> _GIVEN TASK_
Render all the records below as a JSON list of strings with one string per line, leaving out blank lines and the pictures.

> _DATA SHOWN_
..........

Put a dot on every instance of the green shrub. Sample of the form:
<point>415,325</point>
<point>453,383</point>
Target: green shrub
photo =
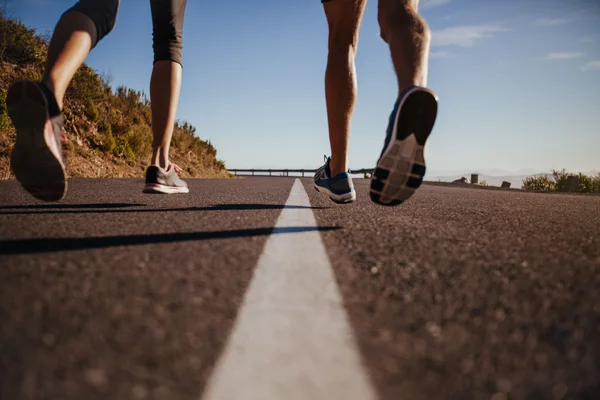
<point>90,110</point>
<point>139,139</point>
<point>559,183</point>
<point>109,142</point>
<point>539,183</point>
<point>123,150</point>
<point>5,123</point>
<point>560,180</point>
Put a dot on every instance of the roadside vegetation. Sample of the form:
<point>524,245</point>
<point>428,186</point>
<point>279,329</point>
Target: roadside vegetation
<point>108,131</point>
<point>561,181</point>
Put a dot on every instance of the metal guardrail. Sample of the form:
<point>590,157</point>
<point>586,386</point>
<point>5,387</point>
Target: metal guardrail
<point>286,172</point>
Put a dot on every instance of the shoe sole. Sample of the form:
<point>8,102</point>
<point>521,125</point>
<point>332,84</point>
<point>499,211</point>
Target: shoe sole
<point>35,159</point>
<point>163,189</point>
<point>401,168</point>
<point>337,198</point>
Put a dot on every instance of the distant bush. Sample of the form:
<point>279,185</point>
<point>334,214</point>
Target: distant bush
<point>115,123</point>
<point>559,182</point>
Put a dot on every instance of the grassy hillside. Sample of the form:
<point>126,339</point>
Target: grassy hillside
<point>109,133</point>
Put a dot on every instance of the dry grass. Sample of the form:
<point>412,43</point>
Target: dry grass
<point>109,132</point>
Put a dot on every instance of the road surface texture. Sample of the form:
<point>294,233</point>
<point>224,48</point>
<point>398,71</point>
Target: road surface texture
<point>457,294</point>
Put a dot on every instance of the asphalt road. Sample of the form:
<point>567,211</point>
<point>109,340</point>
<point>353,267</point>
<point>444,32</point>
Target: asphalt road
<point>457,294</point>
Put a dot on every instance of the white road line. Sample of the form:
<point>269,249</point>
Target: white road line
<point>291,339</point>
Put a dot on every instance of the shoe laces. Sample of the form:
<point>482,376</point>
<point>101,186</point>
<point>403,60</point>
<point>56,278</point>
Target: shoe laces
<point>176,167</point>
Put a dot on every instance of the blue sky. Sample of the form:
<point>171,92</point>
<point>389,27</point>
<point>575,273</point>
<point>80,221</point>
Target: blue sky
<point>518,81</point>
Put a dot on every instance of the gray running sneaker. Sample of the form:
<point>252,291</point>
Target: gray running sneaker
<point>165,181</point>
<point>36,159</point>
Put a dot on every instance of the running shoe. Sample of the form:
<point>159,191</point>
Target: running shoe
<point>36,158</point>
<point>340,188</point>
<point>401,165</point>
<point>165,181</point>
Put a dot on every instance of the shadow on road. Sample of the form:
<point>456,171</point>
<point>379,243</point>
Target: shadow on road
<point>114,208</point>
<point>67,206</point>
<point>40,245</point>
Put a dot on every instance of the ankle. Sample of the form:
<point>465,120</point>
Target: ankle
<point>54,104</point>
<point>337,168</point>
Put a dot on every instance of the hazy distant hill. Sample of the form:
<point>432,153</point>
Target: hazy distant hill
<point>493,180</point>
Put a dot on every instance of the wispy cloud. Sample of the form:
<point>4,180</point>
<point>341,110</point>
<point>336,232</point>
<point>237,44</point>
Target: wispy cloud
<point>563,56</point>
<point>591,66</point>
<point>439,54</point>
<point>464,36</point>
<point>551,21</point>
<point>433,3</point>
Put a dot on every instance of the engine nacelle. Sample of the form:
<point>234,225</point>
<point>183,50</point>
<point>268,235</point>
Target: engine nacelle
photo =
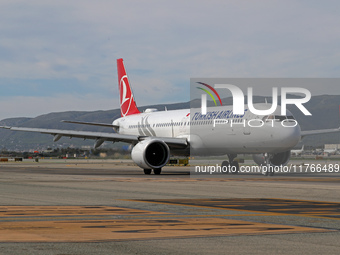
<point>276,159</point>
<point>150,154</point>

..........

> _FULL ANSWER_
[
  "Put a dot on every instance of the green shrub. Sample of the form:",
  "<point>415,325</point>",
  "<point>453,383</point>",
  "Target: green shrub",
  "photo =",
  "<point>90,110</point>",
  "<point>139,139</point>",
  "<point>559,183</point>",
  "<point>109,142</point>",
  "<point>539,183</point>",
  "<point>123,150</point>",
  "<point>5,123</point>",
  "<point>560,180</point>",
  "Put a dot on every instance of the roadside vegetation. Sample of the form:",
  "<point>524,245</point>",
  "<point>428,186</point>",
  "<point>279,329</point>",
  "Target: roadside vegetation",
  "<point>108,131</point>",
  "<point>561,181</point>",
  "Put a dot on every instance of the metal guardrail. Sample of the form:",
  "<point>590,157</point>",
  "<point>586,386</point>",
  "<point>5,387</point>",
  "Target: metal guardrail",
  "<point>286,172</point>",
  "Put a dot on every instance of the shoe sole. Sample of the form:",
  "<point>8,102</point>",
  "<point>521,125</point>",
  "<point>332,84</point>",
  "<point>499,211</point>",
  "Target: shoe sole",
  "<point>35,159</point>",
  "<point>163,189</point>",
  "<point>401,168</point>",
  "<point>337,198</point>",
  "Put a dot on every instance of the distant bush. Sample of the form:",
  "<point>279,185</point>",
  "<point>334,214</point>",
  "Target: distant bush",
  "<point>115,123</point>",
  "<point>559,182</point>",
  "Put a dot on every instance of the grassy hillside. Sample of the form:",
  "<point>126,339</point>",
  "Target: grassy hillside",
  "<point>109,133</point>",
  "Put a dot on every instance of the dry grass. Sample of the form:",
  "<point>412,43</point>",
  "Target: dry grass",
  "<point>109,132</point>",
  "Put a dot on every instance of the road surface texture. Sample of the form:",
  "<point>294,233</point>",
  "<point>224,48</point>",
  "<point>398,71</point>",
  "Target: road surface texture",
  "<point>457,294</point>",
  "Put a dot on every instance of the asphalt road. Sample of the form:",
  "<point>567,211</point>",
  "<point>109,340</point>",
  "<point>353,267</point>",
  "<point>444,32</point>",
  "Target: asphalt road",
  "<point>457,294</point>",
  "Put a dot on every instance of the white road line. Sample of the form:",
  "<point>269,249</point>",
  "Target: white road line",
  "<point>291,339</point>",
  "Put a dot on every instance of the shoe laces. Sample of the form:",
  "<point>482,376</point>",
  "<point>101,186</point>",
  "<point>403,60</point>",
  "<point>56,278</point>",
  "Target: shoe laces",
  "<point>176,167</point>",
  "Put a dot on every instance of the blue sky. Sample of the form:",
  "<point>171,92</point>",
  "<point>389,27</point>",
  "<point>575,273</point>",
  "<point>80,221</point>",
  "Target: blue sky",
  "<point>518,81</point>",
  "Put a dot on every instance of the gray running sneaker. Sample of the form:",
  "<point>252,291</point>",
  "Target: gray running sneaker",
  "<point>165,181</point>",
  "<point>36,159</point>",
  "Put a dot on every instance of the running shoe. Sample of the form:",
  "<point>159,191</point>",
  "Target: running shoe",
  "<point>36,158</point>",
  "<point>340,188</point>",
  "<point>401,165</point>",
  "<point>165,181</point>",
  "Put a dot on every instance of the shadow on road. Sample of the form:",
  "<point>456,171</point>",
  "<point>379,243</point>",
  "Target: shadow on road",
  "<point>114,208</point>",
  "<point>67,206</point>",
  "<point>40,245</point>",
  "Put a dot on every instance of the ankle. Sample of the form:",
  "<point>465,120</point>",
  "Target: ankle",
  "<point>54,104</point>",
  "<point>337,168</point>",
  "Put a dot on every instance of the hazy distant hill. Sample of the form:",
  "<point>432,153</point>",
  "Target: hazy distant hill",
  "<point>493,180</point>",
  "Put a dot on every instance of the wispy cloud. Sample of the form:",
  "<point>4,180</point>",
  "<point>341,110</point>",
  "<point>336,232</point>",
  "<point>237,44</point>",
  "Target: wispy cloud",
  "<point>563,56</point>",
  "<point>591,66</point>",
  "<point>439,54</point>",
  "<point>464,36</point>",
  "<point>551,21</point>",
  "<point>433,3</point>",
  "Put a dot on every instance of the engine nacelle. Sample of the form:",
  "<point>234,225</point>",
  "<point>183,50</point>",
  "<point>268,235</point>",
  "Target: engine nacelle",
  "photo =",
  "<point>276,159</point>",
  "<point>150,154</point>"
]